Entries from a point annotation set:
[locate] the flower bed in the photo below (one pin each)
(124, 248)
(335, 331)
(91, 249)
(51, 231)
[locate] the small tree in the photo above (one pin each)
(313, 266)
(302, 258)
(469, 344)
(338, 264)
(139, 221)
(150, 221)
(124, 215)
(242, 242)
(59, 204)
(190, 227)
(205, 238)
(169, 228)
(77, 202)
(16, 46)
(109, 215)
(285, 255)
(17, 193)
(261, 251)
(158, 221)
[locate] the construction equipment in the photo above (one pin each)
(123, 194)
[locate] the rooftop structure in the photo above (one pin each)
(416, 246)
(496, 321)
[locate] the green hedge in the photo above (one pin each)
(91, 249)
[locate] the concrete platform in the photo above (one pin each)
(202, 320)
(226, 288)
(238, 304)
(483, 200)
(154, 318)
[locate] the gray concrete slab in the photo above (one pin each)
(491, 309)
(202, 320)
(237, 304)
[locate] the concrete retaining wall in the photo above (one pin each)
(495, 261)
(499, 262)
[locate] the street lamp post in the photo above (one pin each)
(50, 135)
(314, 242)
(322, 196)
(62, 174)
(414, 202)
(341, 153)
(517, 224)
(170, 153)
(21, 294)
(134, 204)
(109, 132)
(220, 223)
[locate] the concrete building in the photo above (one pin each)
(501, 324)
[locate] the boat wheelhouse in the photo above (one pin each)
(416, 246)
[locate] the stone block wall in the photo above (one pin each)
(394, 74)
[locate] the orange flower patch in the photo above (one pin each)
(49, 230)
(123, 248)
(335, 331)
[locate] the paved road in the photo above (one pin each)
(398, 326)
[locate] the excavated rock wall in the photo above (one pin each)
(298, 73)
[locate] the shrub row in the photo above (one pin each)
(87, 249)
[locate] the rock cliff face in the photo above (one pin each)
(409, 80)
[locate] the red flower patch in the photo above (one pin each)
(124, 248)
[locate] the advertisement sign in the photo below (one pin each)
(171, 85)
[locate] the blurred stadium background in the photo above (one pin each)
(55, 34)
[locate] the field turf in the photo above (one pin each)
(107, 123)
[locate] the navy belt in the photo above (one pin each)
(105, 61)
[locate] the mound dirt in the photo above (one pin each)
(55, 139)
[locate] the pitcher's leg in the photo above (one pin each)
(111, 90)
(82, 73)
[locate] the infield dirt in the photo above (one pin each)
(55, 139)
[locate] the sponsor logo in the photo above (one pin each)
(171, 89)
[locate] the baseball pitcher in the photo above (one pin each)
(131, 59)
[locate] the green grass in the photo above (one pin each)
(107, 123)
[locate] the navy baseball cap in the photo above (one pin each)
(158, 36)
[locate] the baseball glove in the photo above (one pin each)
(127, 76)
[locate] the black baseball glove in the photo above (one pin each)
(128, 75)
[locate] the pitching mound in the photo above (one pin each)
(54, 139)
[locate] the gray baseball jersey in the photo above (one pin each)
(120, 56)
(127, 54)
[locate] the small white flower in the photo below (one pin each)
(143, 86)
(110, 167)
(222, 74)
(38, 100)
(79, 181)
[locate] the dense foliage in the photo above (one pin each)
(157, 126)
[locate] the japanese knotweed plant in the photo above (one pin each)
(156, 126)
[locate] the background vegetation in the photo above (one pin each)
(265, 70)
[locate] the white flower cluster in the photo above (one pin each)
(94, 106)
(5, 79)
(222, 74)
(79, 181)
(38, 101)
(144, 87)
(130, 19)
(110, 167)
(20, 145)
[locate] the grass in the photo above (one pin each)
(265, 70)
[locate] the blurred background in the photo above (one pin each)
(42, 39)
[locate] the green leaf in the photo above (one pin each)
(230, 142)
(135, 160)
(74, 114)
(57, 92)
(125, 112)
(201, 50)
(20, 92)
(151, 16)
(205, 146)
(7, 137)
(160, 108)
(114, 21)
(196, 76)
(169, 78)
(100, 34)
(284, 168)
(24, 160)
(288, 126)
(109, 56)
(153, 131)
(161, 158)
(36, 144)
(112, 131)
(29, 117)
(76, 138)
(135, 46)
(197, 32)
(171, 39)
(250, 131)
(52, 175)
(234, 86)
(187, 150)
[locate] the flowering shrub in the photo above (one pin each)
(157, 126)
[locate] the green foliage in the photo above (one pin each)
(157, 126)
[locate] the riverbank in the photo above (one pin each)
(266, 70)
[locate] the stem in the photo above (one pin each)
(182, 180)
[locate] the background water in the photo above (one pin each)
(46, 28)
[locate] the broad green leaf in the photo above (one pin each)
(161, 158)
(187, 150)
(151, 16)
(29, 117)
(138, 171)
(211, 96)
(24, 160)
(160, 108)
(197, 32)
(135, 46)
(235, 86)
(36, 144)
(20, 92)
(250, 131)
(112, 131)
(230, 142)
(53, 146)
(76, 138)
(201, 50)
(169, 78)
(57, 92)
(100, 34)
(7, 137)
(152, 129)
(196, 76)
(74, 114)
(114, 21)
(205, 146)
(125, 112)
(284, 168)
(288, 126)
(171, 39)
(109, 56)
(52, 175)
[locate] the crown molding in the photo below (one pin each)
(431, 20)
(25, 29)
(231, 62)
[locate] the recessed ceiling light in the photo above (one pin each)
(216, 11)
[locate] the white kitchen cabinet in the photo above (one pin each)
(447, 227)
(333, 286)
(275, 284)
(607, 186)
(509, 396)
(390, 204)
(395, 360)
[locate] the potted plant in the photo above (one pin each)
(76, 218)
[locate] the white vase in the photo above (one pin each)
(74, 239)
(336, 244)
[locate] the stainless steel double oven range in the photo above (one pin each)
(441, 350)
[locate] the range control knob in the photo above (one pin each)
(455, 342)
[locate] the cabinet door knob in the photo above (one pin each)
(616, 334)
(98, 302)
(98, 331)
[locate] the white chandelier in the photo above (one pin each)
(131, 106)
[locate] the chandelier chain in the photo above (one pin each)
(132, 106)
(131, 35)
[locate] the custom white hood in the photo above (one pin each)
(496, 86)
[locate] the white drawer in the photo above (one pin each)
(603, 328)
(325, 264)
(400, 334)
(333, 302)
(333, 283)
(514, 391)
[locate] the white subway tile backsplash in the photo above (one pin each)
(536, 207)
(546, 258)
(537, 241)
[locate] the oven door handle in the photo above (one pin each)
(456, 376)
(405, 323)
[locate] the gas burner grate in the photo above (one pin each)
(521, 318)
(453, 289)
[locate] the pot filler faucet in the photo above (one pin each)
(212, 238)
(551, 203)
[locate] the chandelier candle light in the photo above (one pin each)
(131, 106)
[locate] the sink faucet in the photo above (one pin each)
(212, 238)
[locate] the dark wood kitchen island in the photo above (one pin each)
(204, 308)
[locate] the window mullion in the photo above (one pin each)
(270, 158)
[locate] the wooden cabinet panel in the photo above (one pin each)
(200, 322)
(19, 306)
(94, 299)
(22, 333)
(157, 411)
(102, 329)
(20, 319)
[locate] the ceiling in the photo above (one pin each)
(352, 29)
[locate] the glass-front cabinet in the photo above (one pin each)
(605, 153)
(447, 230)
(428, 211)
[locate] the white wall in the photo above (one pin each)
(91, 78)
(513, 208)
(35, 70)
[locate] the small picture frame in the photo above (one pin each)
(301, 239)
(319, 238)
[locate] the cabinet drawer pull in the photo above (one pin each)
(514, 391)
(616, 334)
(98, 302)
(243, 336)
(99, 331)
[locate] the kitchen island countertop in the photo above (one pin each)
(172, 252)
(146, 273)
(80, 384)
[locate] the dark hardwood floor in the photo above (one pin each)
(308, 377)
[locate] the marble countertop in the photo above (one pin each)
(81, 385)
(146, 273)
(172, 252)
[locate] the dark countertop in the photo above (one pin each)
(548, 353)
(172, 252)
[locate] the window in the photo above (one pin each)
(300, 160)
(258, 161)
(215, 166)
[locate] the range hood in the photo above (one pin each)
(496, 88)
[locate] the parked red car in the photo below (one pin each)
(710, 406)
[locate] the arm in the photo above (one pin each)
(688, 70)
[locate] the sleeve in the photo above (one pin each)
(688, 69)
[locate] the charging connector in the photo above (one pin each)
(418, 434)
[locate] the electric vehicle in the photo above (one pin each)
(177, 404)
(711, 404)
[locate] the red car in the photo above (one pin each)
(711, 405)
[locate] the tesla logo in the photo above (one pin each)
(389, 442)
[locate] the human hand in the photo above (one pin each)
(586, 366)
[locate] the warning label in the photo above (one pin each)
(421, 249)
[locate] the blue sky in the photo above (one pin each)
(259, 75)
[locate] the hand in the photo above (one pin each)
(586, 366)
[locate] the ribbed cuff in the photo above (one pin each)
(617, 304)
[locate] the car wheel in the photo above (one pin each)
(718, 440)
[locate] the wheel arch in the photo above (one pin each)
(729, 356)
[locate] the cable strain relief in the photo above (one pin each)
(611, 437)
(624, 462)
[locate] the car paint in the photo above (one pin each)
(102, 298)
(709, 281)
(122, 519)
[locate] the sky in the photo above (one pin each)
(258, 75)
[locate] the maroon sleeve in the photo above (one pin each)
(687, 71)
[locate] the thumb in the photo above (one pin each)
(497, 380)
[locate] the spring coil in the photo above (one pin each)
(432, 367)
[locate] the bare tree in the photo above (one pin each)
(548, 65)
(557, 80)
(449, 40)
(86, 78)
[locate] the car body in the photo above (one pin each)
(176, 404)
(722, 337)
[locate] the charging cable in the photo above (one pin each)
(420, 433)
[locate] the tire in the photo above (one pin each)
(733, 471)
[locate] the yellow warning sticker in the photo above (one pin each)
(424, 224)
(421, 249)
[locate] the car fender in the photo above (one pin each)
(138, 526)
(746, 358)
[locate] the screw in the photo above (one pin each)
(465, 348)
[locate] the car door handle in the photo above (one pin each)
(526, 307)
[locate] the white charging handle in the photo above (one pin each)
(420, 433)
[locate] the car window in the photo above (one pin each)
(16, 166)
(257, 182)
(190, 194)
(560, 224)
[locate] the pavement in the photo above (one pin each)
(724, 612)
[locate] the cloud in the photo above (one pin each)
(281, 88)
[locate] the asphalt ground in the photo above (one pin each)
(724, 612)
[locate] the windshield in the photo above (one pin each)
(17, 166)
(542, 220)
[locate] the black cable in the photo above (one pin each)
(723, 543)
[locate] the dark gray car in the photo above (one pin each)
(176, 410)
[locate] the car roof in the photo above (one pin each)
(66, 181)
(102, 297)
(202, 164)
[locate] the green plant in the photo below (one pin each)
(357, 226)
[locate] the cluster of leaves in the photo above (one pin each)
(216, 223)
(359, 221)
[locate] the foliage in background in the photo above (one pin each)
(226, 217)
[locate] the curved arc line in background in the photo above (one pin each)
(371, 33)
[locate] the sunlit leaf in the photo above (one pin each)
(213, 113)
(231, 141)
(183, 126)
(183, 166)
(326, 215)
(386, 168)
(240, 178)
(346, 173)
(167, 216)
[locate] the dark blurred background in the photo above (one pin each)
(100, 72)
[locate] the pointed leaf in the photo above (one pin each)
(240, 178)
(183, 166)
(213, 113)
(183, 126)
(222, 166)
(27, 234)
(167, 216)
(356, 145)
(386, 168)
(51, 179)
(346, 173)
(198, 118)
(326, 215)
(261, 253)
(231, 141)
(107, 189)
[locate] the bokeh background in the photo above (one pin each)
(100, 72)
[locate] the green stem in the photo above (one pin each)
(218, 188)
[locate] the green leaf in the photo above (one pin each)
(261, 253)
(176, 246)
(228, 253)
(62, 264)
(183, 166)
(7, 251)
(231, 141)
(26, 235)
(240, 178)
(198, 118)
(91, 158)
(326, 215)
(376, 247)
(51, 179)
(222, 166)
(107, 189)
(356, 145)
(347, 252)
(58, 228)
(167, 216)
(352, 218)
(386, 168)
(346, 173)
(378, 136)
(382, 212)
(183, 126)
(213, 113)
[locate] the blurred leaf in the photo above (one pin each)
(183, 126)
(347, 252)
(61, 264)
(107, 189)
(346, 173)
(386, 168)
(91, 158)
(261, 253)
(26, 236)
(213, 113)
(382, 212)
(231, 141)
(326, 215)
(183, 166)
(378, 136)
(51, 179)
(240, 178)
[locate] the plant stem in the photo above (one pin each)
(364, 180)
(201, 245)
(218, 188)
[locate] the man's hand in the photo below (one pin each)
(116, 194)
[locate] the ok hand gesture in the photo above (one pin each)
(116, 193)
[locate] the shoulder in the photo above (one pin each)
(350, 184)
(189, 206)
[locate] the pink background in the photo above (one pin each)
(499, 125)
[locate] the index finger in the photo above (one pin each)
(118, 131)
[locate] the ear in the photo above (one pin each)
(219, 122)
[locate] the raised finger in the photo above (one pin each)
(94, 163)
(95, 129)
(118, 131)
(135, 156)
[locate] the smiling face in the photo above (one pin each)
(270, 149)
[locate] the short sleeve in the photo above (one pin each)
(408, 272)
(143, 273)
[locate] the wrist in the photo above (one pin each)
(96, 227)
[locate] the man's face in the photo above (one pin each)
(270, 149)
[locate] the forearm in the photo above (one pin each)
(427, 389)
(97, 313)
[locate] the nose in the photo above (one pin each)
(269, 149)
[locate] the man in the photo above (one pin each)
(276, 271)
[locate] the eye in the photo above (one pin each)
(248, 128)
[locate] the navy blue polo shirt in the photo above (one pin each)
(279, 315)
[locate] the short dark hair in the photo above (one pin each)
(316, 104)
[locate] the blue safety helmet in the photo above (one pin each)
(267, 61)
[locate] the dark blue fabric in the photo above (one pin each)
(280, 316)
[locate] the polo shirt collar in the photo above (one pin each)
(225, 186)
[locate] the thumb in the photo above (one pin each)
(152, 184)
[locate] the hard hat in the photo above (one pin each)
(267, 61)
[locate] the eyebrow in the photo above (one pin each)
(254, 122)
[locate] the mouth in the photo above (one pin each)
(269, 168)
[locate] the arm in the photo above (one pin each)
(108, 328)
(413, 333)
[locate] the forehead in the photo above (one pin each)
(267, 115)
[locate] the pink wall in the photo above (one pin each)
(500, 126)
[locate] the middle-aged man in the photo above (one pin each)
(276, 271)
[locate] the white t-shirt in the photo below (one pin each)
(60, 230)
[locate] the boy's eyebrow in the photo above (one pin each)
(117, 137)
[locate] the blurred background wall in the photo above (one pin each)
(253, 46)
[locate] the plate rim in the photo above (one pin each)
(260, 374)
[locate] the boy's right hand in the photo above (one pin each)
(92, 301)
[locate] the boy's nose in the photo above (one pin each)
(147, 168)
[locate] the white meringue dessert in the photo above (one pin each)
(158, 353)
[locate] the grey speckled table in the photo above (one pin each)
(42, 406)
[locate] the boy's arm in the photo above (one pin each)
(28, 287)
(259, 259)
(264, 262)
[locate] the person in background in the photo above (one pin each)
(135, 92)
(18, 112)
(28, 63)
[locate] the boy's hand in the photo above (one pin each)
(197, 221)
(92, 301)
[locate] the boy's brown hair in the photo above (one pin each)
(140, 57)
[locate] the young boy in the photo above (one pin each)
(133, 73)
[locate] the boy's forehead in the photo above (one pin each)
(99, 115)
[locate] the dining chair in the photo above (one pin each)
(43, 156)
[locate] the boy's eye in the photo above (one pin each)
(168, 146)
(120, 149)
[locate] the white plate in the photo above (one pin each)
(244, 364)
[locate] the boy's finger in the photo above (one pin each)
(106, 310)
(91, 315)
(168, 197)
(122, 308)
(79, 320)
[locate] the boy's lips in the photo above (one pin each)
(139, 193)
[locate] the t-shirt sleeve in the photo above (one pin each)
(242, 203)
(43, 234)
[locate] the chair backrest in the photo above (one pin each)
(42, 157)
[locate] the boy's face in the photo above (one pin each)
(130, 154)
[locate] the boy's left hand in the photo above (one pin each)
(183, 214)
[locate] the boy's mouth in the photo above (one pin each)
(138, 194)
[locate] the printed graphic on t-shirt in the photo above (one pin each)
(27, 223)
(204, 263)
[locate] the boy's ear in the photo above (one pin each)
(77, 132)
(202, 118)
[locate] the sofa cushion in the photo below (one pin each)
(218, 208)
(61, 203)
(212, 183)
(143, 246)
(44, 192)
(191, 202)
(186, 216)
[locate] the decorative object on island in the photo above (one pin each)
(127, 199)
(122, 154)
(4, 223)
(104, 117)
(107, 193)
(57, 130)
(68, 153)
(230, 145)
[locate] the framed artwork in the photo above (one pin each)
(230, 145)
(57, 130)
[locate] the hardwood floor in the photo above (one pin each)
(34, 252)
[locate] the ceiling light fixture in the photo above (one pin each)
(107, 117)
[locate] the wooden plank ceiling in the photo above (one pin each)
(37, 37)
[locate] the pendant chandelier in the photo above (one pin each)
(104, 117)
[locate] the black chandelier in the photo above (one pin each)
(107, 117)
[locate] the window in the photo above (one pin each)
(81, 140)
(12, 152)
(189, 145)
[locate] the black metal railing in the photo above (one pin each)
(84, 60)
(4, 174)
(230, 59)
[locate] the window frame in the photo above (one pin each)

What to work on >>
Exactly reproduce the lines from the one containing "[locate] the boy's ear" through the end of the records, and only those lines.

Task response >>
[locate] the boy's ear in the photo above (one pin each)
(77, 132)
(202, 118)
[locate] the sofa cushion in the photo below (one pin each)
(218, 208)
(61, 203)
(212, 183)
(143, 246)
(44, 192)
(191, 202)
(186, 216)
[locate] the decorative object on island in the photo above (one pin each)
(127, 199)
(122, 154)
(4, 223)
(104, 117)
(107, 193)
(57, 130)
(68, 153)
(230, 145)
[locate] the framed artwork in the photo above (one pin each)
(230, 145)
(57, 130)
[locate] the hardwood floor in the photo above (one pin each)
(34, 252)
[locate] the ceiling light fixture in the photo above (one pin each)
(107, 117)
[locate] the wooden plank ceiling in the photo above (one pin each)
(37, 37)
[locate] the pendant chandelier in the photo above (one pin each)
(104, 117)
[locate] the black chandelier in the photo above (one pin each)
(107, 117)
[locate] the window in the photo above (one pin each)
(81, 140)
(12, 152)
(189, 145)
[locate] the black metal railing in the photo above (one pin each)
(84, 60)
(4, 174)
(230, 59)
[locate] the window frame in the photo above (one pin each)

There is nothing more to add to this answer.